* TASK REQUIREMENTS: After locating the line that contains "Query: light tile patterned floor" in the records below, write out exactly that line and each line after it through the one that contains "Query: pine tree foliage", and nothing else.

* AVAILABLE DATA:
Segment Open

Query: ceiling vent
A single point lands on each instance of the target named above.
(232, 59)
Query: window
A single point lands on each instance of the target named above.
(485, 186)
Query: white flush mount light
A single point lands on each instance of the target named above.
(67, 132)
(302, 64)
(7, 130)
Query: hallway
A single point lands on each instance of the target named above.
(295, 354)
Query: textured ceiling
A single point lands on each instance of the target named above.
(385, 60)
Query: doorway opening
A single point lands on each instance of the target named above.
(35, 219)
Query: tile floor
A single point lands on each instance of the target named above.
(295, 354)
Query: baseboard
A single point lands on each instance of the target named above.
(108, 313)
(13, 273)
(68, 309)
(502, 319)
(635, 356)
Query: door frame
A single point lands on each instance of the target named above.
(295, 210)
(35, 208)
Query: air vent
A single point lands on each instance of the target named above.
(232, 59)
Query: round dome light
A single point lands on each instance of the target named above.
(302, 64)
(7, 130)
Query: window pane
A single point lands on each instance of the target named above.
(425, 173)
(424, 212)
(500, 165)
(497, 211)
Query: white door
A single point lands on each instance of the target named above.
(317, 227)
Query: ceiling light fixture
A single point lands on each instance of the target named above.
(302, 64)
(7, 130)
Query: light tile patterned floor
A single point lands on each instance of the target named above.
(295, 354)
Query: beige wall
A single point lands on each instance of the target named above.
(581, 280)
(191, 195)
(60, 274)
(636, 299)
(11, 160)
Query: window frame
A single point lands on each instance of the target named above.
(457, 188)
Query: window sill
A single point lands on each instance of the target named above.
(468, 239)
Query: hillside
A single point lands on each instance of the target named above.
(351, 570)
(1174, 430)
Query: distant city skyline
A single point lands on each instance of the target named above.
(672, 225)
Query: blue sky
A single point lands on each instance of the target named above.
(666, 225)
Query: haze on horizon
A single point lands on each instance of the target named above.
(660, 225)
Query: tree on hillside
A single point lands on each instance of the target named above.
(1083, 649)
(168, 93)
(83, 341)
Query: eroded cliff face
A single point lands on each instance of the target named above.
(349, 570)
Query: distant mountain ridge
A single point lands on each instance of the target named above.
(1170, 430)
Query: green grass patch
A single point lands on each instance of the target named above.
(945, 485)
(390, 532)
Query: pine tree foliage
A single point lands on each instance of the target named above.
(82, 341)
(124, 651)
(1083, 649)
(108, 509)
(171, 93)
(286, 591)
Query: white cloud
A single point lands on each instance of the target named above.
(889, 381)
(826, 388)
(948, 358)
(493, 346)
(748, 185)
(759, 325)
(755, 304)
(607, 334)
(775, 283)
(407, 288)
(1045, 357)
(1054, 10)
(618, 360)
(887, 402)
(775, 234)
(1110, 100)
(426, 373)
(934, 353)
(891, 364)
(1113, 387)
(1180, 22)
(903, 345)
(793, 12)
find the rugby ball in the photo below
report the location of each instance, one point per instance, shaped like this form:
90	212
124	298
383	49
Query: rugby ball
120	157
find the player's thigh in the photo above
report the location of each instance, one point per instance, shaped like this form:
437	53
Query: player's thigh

Segment Closed

* TASK ANSWER:
Query: light tile patterned floor
A single point lands on each instance of the target named above.
(295, 354)
Query: beige wall
A single point lands on each instance of the target named above.
(581, 280)
(191, 195)
(60, 274)
(636, 299)
(11, 160)
Query: window frame
A single point lands on each instance of the target named above.
(457, 188)
Query: window sill
A single point lands on each instance of the target named above.
(468, 239)
Query: hillside
A single point lands on each instance of the target named above.
(351, 570)
(1174, 430)
Query: distant city skyline
A single point lands on each instance of the target named above.
(672, 225)
Query: blue sky
A single point lands on each instance of the target named above.
(666, 225)
Query: haze on horizon
A single point lands on each instance of the target named above.
(660, 225)
Query: tree on hillside
A single point lands on each instance of the target named above.
(1083, 649)
(168, 93)
(83, 341)
Query: eroded cliff face
A single point lands on each instance of the target named above.
(349, 570)
Query: distant mountain ridge
A single point lands on each instance of the target named above.
(1170, 430)
Query: green grass patch
A single point lands on each instance of the target named above.
(945, 485)
(390, 532)
Query: pine tree foliage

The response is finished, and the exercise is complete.